• _Passage provided_
* * * *

Two Morality Tales from Major League Baseball
Major league baseball has given us two morality tales this season, one heart-warming, one unsettling, both profound. The first was the almost “perfect” game thrown by Detroit Tiger pitcher Armando Galarraga. With two outs in the ninth inning of that game, a hard hit ground ball resulted in a close play at first base and umpire Jim Joyce called the runner safe. So Galarraga lost his perfect game. However most observers saw that the runner was clearly out—and TV replays gave concrete visible evidence to the fact.
Here was a situation ripe for harsh language, bitterness, and recrimination on one side and stonewalling defensiveness on the other. But it did not come—at least not from the two key players in this little drama, Galarraga and Joyce. Galarraga’s immediate response was a shy, incredulous smile, followed a short time later by the comment that nobody’s perfect and everybody makes a mistake from time to time. Joyce admitted he had blown the call, apologized personally to Galarraga, even shed tears over it.
It was a great teaching moment brought to us by major league baseball: Galarraga’s grace in the face of unintentional injustice and Joyce’s heartfelt sorrow and apology teaching all of us, and especially young people, a profound lesson in forgiveness and repentance, exhibiting,as Hemingway put it, “grace under pressure.”

* * * *

• _Short problem_
Copy everything in the baseball passage above from "Two Morality Tales from" down to "to the fact." word for word.

• _Stored data_
* * * *

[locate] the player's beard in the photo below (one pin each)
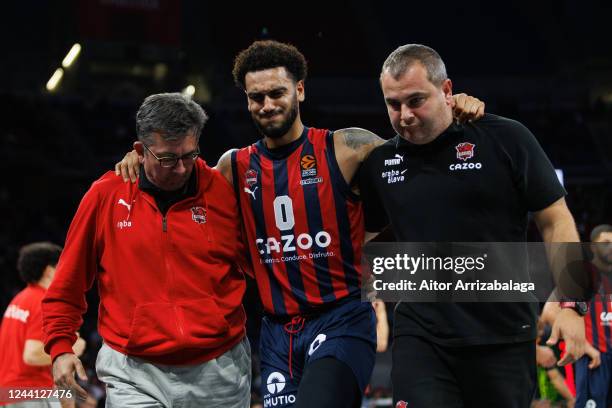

* * * *

• _Answer below_
Two Morality Tales from Major League Baseball
Major league baseball has given us two morality tales this season, one heart-warming, one unsettling, both profound. The first was the almost “perfect” game thrown by Detroit Tiger pitcher Armando Galarraga. With two outs in the ninth inning of that game, a hard hit ground ball resulted in a close play at first base and umpire Jim Joyce called the runner safe. So Galarraga lost his perfect game. However most observers saw that the runner was clearly out—and TV replays gave concrete visible evidence to the fact.